WHAT YOU SHOULD DO: Copy everything from the line containing "[point] every instance of the ceiling fan (one" down to the end of the records, substituting "cupboard door" for "cabinet door" and leaving the rest unchanged. Give only those lines.

DATA FOR PROCESSING:

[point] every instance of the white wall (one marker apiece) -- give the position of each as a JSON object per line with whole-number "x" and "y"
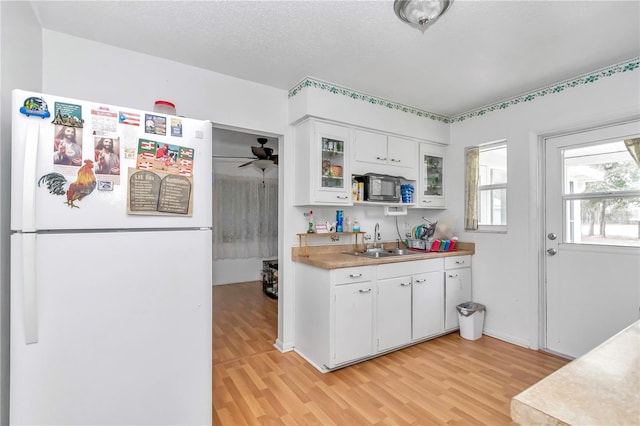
{"x": 20, "y": 67}
{"x": 505, "y": 266}
{"x": 338, "y": 107}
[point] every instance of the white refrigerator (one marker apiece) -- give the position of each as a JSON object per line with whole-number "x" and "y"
{"x": 111, "y": 319}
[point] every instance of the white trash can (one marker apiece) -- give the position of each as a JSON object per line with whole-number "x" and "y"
{"x": 471, "y": 316}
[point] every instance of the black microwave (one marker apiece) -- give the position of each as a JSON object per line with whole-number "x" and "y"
{"x": 380, "y": 187}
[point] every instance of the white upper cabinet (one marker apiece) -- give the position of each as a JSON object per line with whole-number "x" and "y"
{"x": 380, "y": 153}
{"x": 431, "y": 182}
{"x": 321, "y": 155}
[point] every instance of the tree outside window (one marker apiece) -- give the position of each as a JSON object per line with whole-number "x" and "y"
{"x": 486, "y": 187}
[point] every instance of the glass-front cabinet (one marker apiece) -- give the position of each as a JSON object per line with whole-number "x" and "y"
{"x": 322, "y": 163}
{"x": 332, "y": 162}
{"x": 432, "y": 163}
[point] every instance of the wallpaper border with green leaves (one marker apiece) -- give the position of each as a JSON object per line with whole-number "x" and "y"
{"x": 592, "y": 77}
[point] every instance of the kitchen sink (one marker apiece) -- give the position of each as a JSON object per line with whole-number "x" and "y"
{"x": 378, "y": 253}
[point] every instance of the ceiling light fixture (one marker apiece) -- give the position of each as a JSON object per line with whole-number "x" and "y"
{"x": 263, "y": 165}
{"x": 420, "y": 13}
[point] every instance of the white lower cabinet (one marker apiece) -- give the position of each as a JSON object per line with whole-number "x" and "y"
{"x": 457, "y": 288}
{"x": 427, "y": 305}
{"x": 410, "y": 300}
{"x": 394, "y": 313}
{"x": 352, "y": 330}
{"x": 346, "y": 315}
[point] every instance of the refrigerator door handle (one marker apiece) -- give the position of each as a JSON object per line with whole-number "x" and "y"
{"x": 29, "y": 180}
{"x": 29, "y": 288}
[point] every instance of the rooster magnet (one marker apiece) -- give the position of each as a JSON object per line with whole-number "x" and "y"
{"x": 84, "y": 184}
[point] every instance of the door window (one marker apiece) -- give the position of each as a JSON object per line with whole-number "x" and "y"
{"x": 601, "y": 194}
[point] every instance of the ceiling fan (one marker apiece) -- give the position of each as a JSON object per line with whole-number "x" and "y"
{"x": 264, "y": 156}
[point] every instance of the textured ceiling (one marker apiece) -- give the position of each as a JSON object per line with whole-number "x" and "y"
{"x": 478, "y": 53}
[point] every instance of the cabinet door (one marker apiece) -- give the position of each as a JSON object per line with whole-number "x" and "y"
{"x": 432, "y": 163}
{"x": 394, "y": 313}
{"x": 457, "y": 290}
{"x": 370, "y": 147}
{"x": 332, "y": 165}
{"x": 353, "y": 322}
{"x": 427, "y": 305}
{"x": 402, "y": 152}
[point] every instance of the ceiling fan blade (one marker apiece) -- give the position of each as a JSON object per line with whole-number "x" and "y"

WRITTEN RESPONSE:
[point] every instance of the ceiling fan (one marker apiece) -- give the position of each as a JSON object per line with whole-number "x" and "y"
{"x": 264, "y": 156}
[point] every instance of the textured ceiling (one marker apiece) -- give the position of each as a JSON object per line with whole-number "x" and "y"
{"x": 478, "y": 53}
[point] every instance of the cupboard door (one marker apiece) -- give the position of each as a JSON object per line with whole-number "x" and "y"
{"x": 432, "y": 163}
{"x": 394, "y": 313}
{"x": 457, "y": 290}
{"x": 370, "y": 147}
{"x": 332, "y": 165}
{"x": 353, "y": 322}
{"x": 427, "y": 305}
{"x": 402, "y": 152}
[point] every instance of the ceiling fan blade (one marker apiece) -- give the position of each as a JSON object per line with whole-number "x" and "y"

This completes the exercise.